• _YOUR ASSIGNMENT_: Starting at the line that holds "Target: music stand", transcribe every line to the end of the data exactly; include no other lines.

• _DATA FOR THIS TASK_:
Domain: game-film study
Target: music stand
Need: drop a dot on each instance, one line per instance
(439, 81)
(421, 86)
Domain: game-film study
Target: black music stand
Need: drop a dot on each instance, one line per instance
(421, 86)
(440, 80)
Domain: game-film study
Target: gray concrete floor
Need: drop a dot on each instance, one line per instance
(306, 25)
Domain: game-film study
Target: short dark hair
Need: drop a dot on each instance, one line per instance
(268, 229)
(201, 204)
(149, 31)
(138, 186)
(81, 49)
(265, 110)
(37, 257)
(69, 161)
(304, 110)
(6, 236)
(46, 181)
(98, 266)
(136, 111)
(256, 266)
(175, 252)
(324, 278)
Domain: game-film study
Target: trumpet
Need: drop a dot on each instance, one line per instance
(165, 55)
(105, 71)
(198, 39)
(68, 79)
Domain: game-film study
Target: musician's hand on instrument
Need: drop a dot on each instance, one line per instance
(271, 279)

• _RESULT BELOW_:
Target: music stand
Need: drop a dot on each instance, one line per instance
(439, 81)
(421, 86)
Domain: game-film study
Target: black music stand
Need: drop a dot on each instance, one line per instance
(421, 86)
(440, 80)
Domain: game-film study
Target: gray concrete floor
Need: drop a dot on each instance, one line per instance
(306, 25)
Domain: game-film study
Target: short dark hair
Need: drop a dot on each instance, one line per instance
(268, 229)
(201, 204)
(149, 31)
(138, 186)
(81, 49)
(265, 110)
(37, 257)
(69, 161)
(304, 110)
(6, 236)
(46, 181)
(98, 266)
(136, 111)
(256, 266)
(175, 252)
(324, 278)
Domain: game-film study
Target: trumpet
Need: drop a dot on each instance, one line per instance
(165, 55)
(105, 71)
(198, 39)
(68, 79)
Domain: game-film study
Target: musician's hand on instrument
Need: drop a dot on each instance, one line per instance
(271, 279)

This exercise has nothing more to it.